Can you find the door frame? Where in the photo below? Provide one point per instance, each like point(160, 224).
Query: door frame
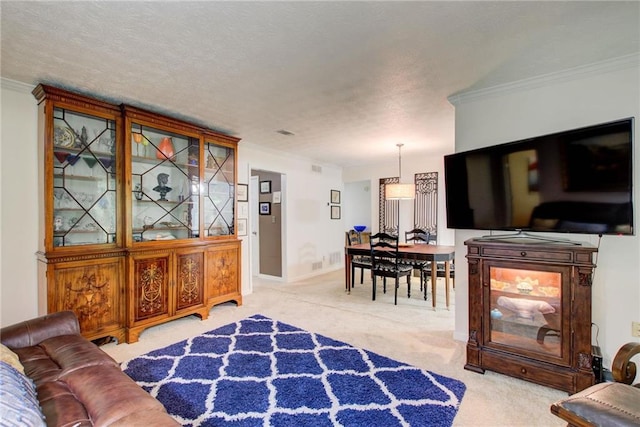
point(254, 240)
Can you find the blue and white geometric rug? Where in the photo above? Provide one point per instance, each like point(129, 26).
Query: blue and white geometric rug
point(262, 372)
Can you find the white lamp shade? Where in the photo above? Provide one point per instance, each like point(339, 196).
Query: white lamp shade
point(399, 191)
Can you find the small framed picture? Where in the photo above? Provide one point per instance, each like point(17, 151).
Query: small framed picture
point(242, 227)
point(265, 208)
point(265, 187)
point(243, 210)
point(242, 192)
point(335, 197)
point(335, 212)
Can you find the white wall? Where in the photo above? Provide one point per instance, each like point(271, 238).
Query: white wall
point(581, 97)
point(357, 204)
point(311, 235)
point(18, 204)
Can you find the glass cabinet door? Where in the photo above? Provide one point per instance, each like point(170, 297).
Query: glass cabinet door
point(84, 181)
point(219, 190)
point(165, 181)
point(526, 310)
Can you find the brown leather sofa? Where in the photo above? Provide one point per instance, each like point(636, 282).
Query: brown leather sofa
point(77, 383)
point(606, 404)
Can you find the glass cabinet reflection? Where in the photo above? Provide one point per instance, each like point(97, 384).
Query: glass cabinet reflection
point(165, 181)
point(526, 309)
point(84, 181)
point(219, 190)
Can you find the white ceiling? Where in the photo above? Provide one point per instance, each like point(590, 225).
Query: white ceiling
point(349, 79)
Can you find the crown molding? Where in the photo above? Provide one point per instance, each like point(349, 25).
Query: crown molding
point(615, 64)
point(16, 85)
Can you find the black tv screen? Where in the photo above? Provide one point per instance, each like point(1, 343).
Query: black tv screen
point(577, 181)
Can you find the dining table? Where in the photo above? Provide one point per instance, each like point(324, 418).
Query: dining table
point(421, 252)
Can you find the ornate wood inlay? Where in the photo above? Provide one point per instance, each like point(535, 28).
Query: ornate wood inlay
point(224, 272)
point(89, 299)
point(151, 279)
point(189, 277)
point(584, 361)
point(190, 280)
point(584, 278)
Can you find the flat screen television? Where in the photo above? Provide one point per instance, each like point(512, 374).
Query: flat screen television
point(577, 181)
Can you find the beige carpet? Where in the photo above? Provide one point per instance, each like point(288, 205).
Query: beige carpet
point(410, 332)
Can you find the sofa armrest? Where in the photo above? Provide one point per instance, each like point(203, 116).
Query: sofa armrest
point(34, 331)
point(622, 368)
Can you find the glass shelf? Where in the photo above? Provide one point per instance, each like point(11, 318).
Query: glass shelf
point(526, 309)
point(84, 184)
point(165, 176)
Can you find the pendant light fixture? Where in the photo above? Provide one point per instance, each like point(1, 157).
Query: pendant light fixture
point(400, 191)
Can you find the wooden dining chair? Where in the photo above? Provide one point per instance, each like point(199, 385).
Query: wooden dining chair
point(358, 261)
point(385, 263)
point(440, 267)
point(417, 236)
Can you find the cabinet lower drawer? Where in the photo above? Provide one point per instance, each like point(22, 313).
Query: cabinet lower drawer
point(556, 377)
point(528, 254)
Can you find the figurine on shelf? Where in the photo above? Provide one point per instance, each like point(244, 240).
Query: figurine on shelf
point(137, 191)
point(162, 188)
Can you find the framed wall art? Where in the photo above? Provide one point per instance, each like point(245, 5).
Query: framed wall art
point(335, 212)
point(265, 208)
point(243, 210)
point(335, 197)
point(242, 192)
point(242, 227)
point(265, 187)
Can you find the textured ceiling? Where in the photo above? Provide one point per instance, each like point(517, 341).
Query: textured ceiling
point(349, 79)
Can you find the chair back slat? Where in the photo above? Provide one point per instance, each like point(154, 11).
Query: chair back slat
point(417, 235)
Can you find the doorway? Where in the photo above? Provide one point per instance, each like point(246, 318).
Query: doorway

▶ **The problem**
Could you repeat all of the material exactly? Pictures should not be copied.

▶ **Solved exercise**
Can you find the door frame? Where in the photo below? Provide one point per instance, each like point(160, 224).
Query: door frame
point(254, 240)
Can you find the blue and white geometric rug? Where in the photo above? Provide one point per instance, each like point(129, 26).
Query: blue and white geometric rug
point(262, 372)
Can you find the white lamp shade? Where in the photo above? Provide one point per instance, each like point(339, 196).
Query: white lamp shade
point(399, 191)
Can you find the small framed picture? Where in the photo above? Provide one point per instance, each like point(17, 151).
Query: small framed picture
point(242, 227)
point(265, 208)
point(265, 187)
point(243, 210)
point(242, 192)
point(335, 197)
point(335, 212)
Can you find the white wall? Where in the photo above? Provide one point per instance, each like point(271, 238).
Query: white wall
point(581, 97)
point(357, 204)
point(311, 235)
point(18, 204)
Can you find the glass cabinet door? Where in the photo above? Provide one point per instance, each like point(170, 297).
Query: glass cabinet door
point(84, 181)
point(219, 190)
point(165, 181)
point(526, 310)
Can you find the brown leather sofa? Where in the photo above? Provide one point per instance, each like point(636, 282).
Query: brown leather sofa
point(77, 383)
point(606, 404)
Can you find the glass cabinet reflection? Where in the photo above? Provide one point per instance, each like point(97, 384).
Query: glass cabinet reflection
point(165, 181)
point(526, 309)
point(84, 181)
point(219, 190)
Can you find the white ceiling? Where in the photo above? Provide one point per instance, each like point(590, 225).
Query: white ceiling
point(349, 79)
Can you find the crown molding? Where in the photo above? Provide one point per instance, each like point(349, 25).
Query: crown molding
point(615, 64)
point(16, 85)
Can you find the black tv screen? Where in the photo above? Provide one point per instance, each like point(1, 343).
Query: black tv screen
point(577, 181)
Can you find the dining table? Where in the photo above? Provide one point per instance, each like point(324, 418).
Query: dining table
point(421, 252)
Can you find the ornate wood inlay? Where in the photo above? Provide one point per instance, each like point(535, 28).
Query: ornate wood inlay
point(224, 272)
point(89, 299)
point(151, 279)
point(189, 277)
point(584, 361)
point(190, 280)
point(584, 278)
Can you find the flat screen television? Where in the photo above? Provide one point per instance, each like point(512, 374).
Query: flat screen television
point(577, 181)
Can you find the beige carpet? Where in the photo above? Provide one point per instance, each like point(288, 205).
Query: beige carpet
point(410, 332)
Can you find the sofa armrest? Where in the photo above? Provide one point per instance, each like point(203, 116).
Query: sofa armrest
point(34, 331)
point(622, 368)
Can you find the glass shelf? Where in the photo above? Provide one point per instance, each like point(11, 318).
Query: glass shelf
point(526, 309)
point(84, 184)
point(165, 176)
Can you find the pendant light fixture? Where in the photo above? Provide one point per instance, each like point(1, 157).
Query: pendant light fixture
point(400, 191)
Can you find the wooden dining chair? Where in the photo above? Provide one point per instance, each like point(199, 385).
Query: wooden dining chair
point(358, 261)
point(385, 263)
point(440, 267)
point(417, 236)
Can you find the cabinet lower drawer? Where in the photo above? Provide one point per instance, each like point(22, 313).
Query: cabinet lower drawer
point(556, 377)
point(528, 254)
Can you find the figurine on shelf? Where in the photo above? Provide one point per instance, each like point(244, 240).
Query: figurine on shelf
point(137, 191)
point(162, 188)
Can you find the framed wall art? Where in the photo above? Provide one point per instance, each like point(245, 5).
Query: framed wall art
point(335, 212)
point(265, 208)
point(243, 210)
point(335, 197)
point(242, 192)
point(242, 227)
point(265, 187)
Can you find the textured ceiling? Where in the photo above? Provide one point per instance, each like point(517, 341).
Query: textured ceiling
point(349, 79)
Can you find the chair back slat? Where in the photo above? Provide one point per instance, each like point(154, 11).
Query: chair back slat
point(417, 235)
Can you find the doorway? Where in the photo above? Provide one point per instance, each like point(246, 318).
Query: doorway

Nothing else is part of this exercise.